All of the material below is to be retyped exactly.

------

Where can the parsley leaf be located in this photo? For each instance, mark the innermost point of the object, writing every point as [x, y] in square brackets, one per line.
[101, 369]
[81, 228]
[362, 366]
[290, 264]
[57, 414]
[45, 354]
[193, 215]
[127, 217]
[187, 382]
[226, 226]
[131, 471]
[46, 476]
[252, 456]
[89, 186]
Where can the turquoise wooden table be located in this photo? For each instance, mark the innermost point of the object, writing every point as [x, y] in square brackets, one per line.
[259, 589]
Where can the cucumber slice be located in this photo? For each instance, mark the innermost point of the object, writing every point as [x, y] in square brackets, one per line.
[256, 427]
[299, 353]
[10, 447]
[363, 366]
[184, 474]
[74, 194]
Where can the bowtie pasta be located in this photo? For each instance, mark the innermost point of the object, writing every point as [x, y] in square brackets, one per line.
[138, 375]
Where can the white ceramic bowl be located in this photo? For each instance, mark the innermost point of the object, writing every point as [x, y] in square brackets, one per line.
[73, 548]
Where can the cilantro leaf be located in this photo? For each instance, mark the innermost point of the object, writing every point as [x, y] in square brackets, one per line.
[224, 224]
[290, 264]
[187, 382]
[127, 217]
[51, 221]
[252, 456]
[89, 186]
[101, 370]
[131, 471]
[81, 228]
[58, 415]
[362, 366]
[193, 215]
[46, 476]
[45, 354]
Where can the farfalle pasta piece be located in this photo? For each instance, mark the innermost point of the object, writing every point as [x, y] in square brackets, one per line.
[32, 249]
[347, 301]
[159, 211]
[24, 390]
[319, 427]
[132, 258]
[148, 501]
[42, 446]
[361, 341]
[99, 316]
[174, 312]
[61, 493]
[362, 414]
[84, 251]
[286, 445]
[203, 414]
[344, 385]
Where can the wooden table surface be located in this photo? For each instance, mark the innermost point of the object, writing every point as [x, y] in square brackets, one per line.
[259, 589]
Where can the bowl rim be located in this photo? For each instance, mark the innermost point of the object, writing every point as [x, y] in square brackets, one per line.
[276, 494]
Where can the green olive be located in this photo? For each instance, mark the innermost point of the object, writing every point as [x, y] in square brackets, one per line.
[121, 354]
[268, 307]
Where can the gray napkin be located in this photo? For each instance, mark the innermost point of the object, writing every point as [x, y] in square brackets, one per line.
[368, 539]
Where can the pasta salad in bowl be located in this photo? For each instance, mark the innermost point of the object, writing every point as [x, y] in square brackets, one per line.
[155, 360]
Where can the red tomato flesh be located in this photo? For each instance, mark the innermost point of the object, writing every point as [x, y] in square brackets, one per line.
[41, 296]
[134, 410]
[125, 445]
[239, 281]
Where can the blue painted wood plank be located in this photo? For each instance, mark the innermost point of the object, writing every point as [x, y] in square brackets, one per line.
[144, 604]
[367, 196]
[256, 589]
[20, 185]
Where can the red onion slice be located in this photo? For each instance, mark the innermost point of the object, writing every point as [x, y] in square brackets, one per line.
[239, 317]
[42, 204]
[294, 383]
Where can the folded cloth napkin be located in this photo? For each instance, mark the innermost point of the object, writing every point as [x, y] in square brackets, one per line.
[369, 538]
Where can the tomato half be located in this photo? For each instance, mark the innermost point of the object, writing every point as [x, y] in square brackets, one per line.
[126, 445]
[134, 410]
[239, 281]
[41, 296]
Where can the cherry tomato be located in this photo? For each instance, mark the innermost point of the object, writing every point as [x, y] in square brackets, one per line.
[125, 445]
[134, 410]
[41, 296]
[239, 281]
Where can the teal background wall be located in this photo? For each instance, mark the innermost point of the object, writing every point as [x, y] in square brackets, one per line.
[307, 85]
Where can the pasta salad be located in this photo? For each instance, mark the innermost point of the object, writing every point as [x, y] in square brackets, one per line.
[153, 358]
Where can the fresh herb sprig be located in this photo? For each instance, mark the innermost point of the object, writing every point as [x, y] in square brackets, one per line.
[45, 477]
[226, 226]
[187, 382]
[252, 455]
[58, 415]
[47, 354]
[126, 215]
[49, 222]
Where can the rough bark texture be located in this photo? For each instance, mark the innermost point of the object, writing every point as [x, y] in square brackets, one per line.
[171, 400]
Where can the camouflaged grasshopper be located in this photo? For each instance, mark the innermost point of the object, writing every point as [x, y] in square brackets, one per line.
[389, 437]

------

> [Reply]
Where can the parsley leaf be located in this photo? For each instance, mark the innermost point of the object, writing every point as [x, y] in square brackets, one per line.
[101, 369]
[81, 228]
[362, 366]
[290, 264]
[57, 414]
[45, 354]
[193, 215]
[127, 217]
[187, 382]
[226, 226]
[131, 471]
[46, 476]
[252, 456]
[89, 186]
Where can the turquoise wooden table be located in this photo? For each instance, mark the innermost point of the object, writing every point as [x, y] in square brackets, one per line.
[259, 589]
Where can the cucumber slice be located in this photo? For each instance, mark the innermost point of the object, writing every point as [x, y] in square brackets, one per line.
[256, 427]
[299, 353]
[10, 447]
[363, 366]
[184, 474]
[74, 194]
Where can the bowtie pasta be located in this photo? For each instance, mark the innermost point of the object, writing every point as [x, y] in square brackets, one per line.
[138, 375]
Where can the white ceramic bowl be located in this photo? For each instance, mark the innermost point of the object, writing every point as [x, y] in square brackets, one per line.
[73, 548]
Where can the cilantro leaf be located in this photo? For each instance, mark the innermost point of the object, writing every point as [x, y] in square brackets, one per line.
[224, 224]
[290, 264]
[187, 382]
[127, 217]
[51, 221]
[252, 456]
[89, 186]
[101, 370]
[131, 471]
[81, 228]
[58, 415]
[362, 366]
[193, 215]
[46, 476]
[45, 354]
Where can the farfalle pasta piece be located in this photo? For each instance, mark the innermost point of the object, writing every point as [x, y] in square brackets, one per line.
[32, 249]
[347, 301]
[159, 211]
[24, 390]
[319, 427]
[132, 258]
[148, 501]
[42, 446]
[361, 341]
[99, 316]
[174, 312]
[61, 493]
[362, 414]
[84, 251]
[286, 445]
[203, 414]
[344, 385]
Where can the wooden table surface be located in this photo? For each instance, mark the innermost point of the object, writing every point as [x, y] in square brackets, one per line.
[259, 589]
Where can the bowl rim be located in this photo? For each instance, mark the innermost point of the object, writing every point as [x, y] in square brackets, one per line.
[276, 494]
Where can the green olive be located in this photo? For each instance, mark the innermost point of the object, writing every point as [x, y] in square brackets, one per line.
[121, 354]
[268, 307]
Where can the gray napkin be located in this photo? For each instance, mark the innermost point of the object, writing every point as [x, y] in square brackets, one per line.
[368, 539]
Where can the pasta salad in bowl be located in this photo? For each instance, mark the innermost point of the object, writing every point as [x, y] in square brackets, one per line.
[155, 360]
Where can the red tomato flesh be located in this photo? For each instance, mark the innermost point of the object, writing every point as [x, y] in square brackets, one per line.
[41, 296]
[134, 410]
[125, 445]
[239, 281]
Where can the blue painted wood plank be located in this photo? For each instance, mark the innermost point of the object, writing every point as [x, y] in square brackets, one per line.
[144, 604]
[367, 196]
[256, 589]
[20, 185]
Where can the red onion slice be located in this photo? For each instance, mark the innermost point of the object, writing every point as [x, y] in square brackets, one per line.
[239, 317]
[42, 204]
[294, 383]
Where can the folded cloth napkin be located in this photo? For each instance, mark the innermost point of the object, writing every point as [x, y] in square brackets, one per line.
[369, 538]
Where can the tomato half be located in this photo? For each instance, mark the innermost point of the object, writing every point as [x, y] in square brackets, one per line.
[126, 445]
[134, 410]
[239, 281]
[41, 296]
Where can the cherry tomato be located in this photo? For each instance, mark the innermost point of the object, writing every point as [x, y] in square brackets, one per line.
[125, 445]
[134, 410]
[41, 296]
[239, 281]
Where can the teal background wall be located in this photo? For each instance, mark the innermost point of the object, writing every point as [x, y] in square brackets, one per line.
[307, 85]
Where can the pasta salad be located in this photo? For each instance, mark the innermost point of the object, writing every point as [x, y] in square brackets, one per line.
[153, 358]
Where can the fresh herb sprig be located in this photo? For each instance, mark the innermost point of the object, writing every point as [x, y] in square brackets, one per line.
[45, 477]
[226, 226]
[187, 382]
[252, 455]
[58, 415]
[47, 354]
[126, 215]
[49, 222]
Where can the rough bark texture be located in this photo? For each instance, mark the innermost point of the object, writing every point as [x, y] in square brackets, one per line.
[171, 400]
Where can the camouflaged grasshopper be located in this photo? For each instance, mark the innermost point of the object, writing every point as [x, y] in square brackets, one per line.
[389, 437]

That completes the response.